_Source excerpt_:
══════════

# Old Phone Books



## Tex-Shooter (Dec 17, 2009)

Hey wait a minute, an old phone book as a tool? When doing a small job that is dirty, oily, greasy or etcetera open an old phone book and do it on the top of it. When you are done tear out the soiled pages and discard. The Fishing reel sitting on the phone book is a Clarkson Castey surf reel. The company went out of business in the 1960's. It is a fine old all metal (mostly aluminum) reel and this one works perfectly. -- Tex


----------



## Rayshot (Feb 1, 2010)

Good idea Bill.


----------



## NaturalFork (Jan 21, 2010)

Old phonebooks also make great blowgun targets and paper blowgun darts. If you are into that sort of thing.


----------



## marcus sr (Jun 5, 2011)

══════════

_Set tasks_:
A. Copy the passage of the phone book thread from "Hey wait a minute, an" up to and including "Good idea Bill.".
B. List every username that heads a post in the phone book thread.
C. Pick up the thread about old phone books and carry it on from where it stops.

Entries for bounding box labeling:
══════════

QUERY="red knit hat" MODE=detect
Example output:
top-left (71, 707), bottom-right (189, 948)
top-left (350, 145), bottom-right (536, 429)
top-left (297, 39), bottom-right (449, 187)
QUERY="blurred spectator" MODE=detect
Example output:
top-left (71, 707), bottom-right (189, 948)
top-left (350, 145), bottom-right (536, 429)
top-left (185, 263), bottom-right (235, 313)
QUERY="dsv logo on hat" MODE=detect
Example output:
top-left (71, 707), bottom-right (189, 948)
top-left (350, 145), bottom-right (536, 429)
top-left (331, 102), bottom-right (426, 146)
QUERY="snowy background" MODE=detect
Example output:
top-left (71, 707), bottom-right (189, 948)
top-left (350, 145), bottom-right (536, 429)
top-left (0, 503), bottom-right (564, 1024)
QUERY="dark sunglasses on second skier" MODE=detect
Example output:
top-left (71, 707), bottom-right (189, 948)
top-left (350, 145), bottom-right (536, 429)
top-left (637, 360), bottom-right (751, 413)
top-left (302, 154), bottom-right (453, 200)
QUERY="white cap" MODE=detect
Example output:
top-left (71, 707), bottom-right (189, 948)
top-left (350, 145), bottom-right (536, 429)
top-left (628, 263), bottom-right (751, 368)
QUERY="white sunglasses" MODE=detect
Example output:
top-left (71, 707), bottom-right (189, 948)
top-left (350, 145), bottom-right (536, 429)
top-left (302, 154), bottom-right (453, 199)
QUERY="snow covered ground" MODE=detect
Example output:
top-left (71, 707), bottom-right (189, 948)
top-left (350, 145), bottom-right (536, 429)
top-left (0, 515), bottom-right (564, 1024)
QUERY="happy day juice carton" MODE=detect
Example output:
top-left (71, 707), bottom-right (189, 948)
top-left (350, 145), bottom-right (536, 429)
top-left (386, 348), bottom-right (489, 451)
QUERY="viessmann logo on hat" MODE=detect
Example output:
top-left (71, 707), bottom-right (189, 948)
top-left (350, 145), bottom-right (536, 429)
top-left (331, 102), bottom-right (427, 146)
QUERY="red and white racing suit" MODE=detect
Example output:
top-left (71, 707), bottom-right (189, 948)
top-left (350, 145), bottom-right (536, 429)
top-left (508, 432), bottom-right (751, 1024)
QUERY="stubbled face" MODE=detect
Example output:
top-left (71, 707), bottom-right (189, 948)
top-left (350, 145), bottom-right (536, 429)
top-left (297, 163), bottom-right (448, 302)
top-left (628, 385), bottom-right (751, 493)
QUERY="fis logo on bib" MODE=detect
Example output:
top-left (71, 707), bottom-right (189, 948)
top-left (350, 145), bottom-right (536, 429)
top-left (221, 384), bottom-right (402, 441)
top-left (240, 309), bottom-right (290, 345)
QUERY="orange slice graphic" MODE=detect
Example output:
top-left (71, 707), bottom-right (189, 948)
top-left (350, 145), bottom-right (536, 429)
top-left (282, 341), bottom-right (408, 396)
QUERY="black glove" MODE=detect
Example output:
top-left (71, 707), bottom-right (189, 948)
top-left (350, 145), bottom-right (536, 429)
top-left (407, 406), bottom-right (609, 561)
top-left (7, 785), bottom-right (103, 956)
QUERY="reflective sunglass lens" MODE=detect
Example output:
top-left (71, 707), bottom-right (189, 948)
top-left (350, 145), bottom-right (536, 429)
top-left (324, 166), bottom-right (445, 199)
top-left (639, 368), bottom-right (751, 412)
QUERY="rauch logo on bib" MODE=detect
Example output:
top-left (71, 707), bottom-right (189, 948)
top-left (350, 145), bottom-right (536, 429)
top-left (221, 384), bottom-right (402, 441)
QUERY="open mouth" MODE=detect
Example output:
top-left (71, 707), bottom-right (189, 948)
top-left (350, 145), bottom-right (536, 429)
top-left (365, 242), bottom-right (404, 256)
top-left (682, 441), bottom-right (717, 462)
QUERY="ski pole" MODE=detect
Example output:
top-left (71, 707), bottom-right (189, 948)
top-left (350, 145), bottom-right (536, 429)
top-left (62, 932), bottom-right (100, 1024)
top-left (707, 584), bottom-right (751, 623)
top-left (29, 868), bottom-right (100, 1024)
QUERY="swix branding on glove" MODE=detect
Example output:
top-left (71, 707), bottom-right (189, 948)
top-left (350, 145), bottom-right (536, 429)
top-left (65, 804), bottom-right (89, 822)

══════════

_Results for the exercise_:
A.
Hey wait a minute, an old phone book as a tool? When doing a small job that is dirty, oily, greasy or etcetera open an old phone book and do it on the top of it. When you are done tear out the soiled pages and discard. The Fishing reel sitting on the phone book is a Clarkson Castey surf reel. The company went out of business in the 1960's. It is a fine old all metal (mostly aluminum) reel and this one works perfectly. -- Tex


----------



## Rayshot (Feb 1, 2010)

Good idea Bill.

B. Tex-Shooter, Rayshot, NaturalFork, marcus sr

C.
they also make a wicked inch punch target


----------



## e~shot (Jun 3, 2010)

Good idea TEX


----------



## slingshot_sniper (Feb 20, 2011)

Great for shooting arrows into from my slingbow too


----------



## Jacktrevally (Feb 14, 2011)

Do you fish with this reel?


----------



## tubeman (Mar 7, 2011)

Old phone books also make excellent targets for my 80ft/lb pistol crossbow


----------



## Xidoo (Aug 14, 2010)

Old or new phone books are used to punch people in the stomach without left a mark behind. This is true...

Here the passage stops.